READING TEXT:
::::

# Moisture increase with sweating bales



## bhamrick (Jan 4, 2013)

What kind of moisture percentages do you guys normally see in small squares as the bale sweats if baled in the 14 to 18% range. We have some that was baled 6 days ago and testing in the low to high 20's yet the inside of the bales are cool to the touch and smells great.


----------



## Vol (Jul 5, 2009)

Are you using different moisture reading instruments to bale with and to test them with in the barn?

Regards, Mike


----------



## bhamrick (Jan 4, 2013)

Yes sir .. We are using harvest tech on the baler during baling and the delmhorst to test out of the baler.


----------



## Vol (Jul 5, 2009)

hmmmm....sounds like maybe something is not jiving. Have you ever tested one of your bales that you just baled and knew what the harvest tech reading was with your delmhorst and compared how they read against each other?

Testing in the high 20's, but yet cool and smelling good would make me mighty suspicious of the delmhorst....maybe check the calibration.

Regards, Mike


----------



## bhamrick (Jan 4, 2013)

I've compared the two meters before but didn't when I baled last week. Seems like last time I compared the two they were pretty close to the same readings maybe within a percentage or so. I just checked the calibration on the delmhorst and it checks out good per the manual. We baled some alfalfa the same day we baled the grass and it was averaging 12 to 14% while baling with harvest tech and it pretty much test 12 to 14 % 6 days later yet the grass is testing high. Really am puzzled as to what the deal is. I've baled to dry of hay and to wet of hay before and while this isn't crispy it's not wet either. It was however baled with a little more moisture than what I typically bale. Last couple years we baled at 11 and 12% and the bales just seemed almost to dry.


----------

::::

DATA LISTING:
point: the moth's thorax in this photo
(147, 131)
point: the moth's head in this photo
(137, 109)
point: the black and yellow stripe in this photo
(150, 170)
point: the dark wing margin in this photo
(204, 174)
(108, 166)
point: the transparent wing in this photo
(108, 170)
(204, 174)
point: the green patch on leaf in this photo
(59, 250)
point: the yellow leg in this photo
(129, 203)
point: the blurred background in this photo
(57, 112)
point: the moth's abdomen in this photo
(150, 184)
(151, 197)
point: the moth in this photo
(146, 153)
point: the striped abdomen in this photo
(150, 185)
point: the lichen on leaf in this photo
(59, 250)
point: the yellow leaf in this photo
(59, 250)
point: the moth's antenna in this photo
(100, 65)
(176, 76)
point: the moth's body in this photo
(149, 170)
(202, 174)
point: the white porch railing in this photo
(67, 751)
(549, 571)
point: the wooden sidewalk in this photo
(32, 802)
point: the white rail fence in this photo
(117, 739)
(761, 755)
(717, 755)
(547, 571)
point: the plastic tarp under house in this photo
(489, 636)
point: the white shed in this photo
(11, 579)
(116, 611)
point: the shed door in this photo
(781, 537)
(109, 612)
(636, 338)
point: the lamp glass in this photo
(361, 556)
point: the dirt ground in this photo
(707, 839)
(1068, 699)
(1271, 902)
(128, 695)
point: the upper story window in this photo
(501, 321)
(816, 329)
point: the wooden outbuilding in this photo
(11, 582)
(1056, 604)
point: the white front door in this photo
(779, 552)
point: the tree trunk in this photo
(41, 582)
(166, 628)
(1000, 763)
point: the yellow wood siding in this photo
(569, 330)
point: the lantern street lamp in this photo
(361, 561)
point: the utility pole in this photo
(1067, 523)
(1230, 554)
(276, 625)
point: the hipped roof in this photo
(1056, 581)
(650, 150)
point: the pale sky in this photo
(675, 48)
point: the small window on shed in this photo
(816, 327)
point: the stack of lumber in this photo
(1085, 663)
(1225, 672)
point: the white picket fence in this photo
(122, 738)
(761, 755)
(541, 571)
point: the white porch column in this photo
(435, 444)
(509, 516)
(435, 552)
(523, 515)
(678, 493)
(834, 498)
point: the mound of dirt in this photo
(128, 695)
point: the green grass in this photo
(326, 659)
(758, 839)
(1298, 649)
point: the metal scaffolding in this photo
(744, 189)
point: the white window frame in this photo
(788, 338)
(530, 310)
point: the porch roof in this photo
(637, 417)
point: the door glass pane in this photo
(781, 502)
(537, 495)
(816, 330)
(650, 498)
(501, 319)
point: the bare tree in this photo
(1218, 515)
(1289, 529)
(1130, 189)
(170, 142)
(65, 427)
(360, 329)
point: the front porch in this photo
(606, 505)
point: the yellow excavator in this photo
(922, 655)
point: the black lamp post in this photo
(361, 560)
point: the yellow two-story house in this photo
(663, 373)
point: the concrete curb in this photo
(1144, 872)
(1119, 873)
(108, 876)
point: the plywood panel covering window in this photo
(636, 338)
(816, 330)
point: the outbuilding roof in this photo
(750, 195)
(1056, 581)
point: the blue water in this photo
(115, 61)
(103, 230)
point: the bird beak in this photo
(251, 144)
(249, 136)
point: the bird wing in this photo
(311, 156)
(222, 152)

::::

SET TASKS:
1 – Extract the stretch of the hay bale thread from "What kind of" through "in the barn?".
2 – Can you rewrite the records from the line containing "point: the lamp glass in this photo" through the end, with "porch" replaced by "veranda" and everything else unchanged? Give only that stretch.
The records have nothing to do with the forum thread on hay bale moisture.

RESULTS FOR THE EXERCISE:
1 –
What kind of moisture percentages do you guys normally see in small squares as the bale sweats if baled in the 14 to 18% range. We have some that was baled 6 days ago and testing in the low to high 20's yet the inside of the bales are cool to the touch and smells great.


----------



## Vol (Jul 5, 2009)

Are you using different moisture reading instruments to bale with and to test them with in the barn?

2 –
point: the lamp glass in this photo
(361, 556)
point: the dirt ground in this photo
(707, 839)
(1068, 699)
(1271, 902)
(128, 695)
point: the upper story window in this photo
(501, 321)
(816, 329)
point: the wooden outbuilding in this photo
(11, 582)
(1056, 604)
point: the white front door in this photo
(779, 552)
point: the tree trunk in this photo
(41, 582)
(166, 628)
(1000, 763)
point: the yellow wood siding in this photo
(569, 330)
point: the lantern street lamp in this photo
(361, 561)
point: the utility pole in this photo
(1067, 523)
(1230, 554)
(276, 625)
point: the hipped roof in this photo
(1056, 581)
(650, 150)
point: the pale sky in this photo
(675, 48)
point: the small window on shed in this photo
(816, 327)
point: the stack of lumber in this photo
(1085, 663)
(1225, 672)
point: the white picket fence in this photo
(122, 738)
(761, 755)
(541, 571)
point: the white veranda column in this photo
(435, 444)
(509, 516)
(435, 552)
(523, 515)
(678, 493)
(834, 498)
point: the mound of dirt in this photo
(128, 695)
point: the green grass in this photo
(326, 659)
(758, 839)
(1298, 649)
point: the metal scaffolding in this photo
(744, 189)
point: the white window frame in this photo
(788, 338)
(530, 310)
point: the veranda roof in this photo
(637, 417)
point: the door glass pane in this photo
(781, 502)
(537, 495)
(816, 330)
(650, 498)
(501, 319)
point: the bare tree in this photo
(1218, 515)
(1289, 529)
(1130, 189)
(170, 142)
(65, 427)
(360, 329)
point: the front veranda in this photo
(606, 505)
point: the yellow excavator in this photo
(922, 655)
point: the black lamp post in this photo
(361, 560)
point: the yellow two-story house in this photo
(663, 373)
point: the concrete curb in this photo
(1144, 872)
(1119, 873)
(108, 876)
point: the plywood panel covering window in this photo
(636, 338)
(816, 330)
point: the outbuilding roof in this photo
(750, 195)
(1056, 581)
point: the blue water in this photo
(115, 61)
(103, 230)
point: the bird beak in this photo
(251, 144)
(249, 136)
point: the bird wing in this photo
(311, 156)
(222, 152)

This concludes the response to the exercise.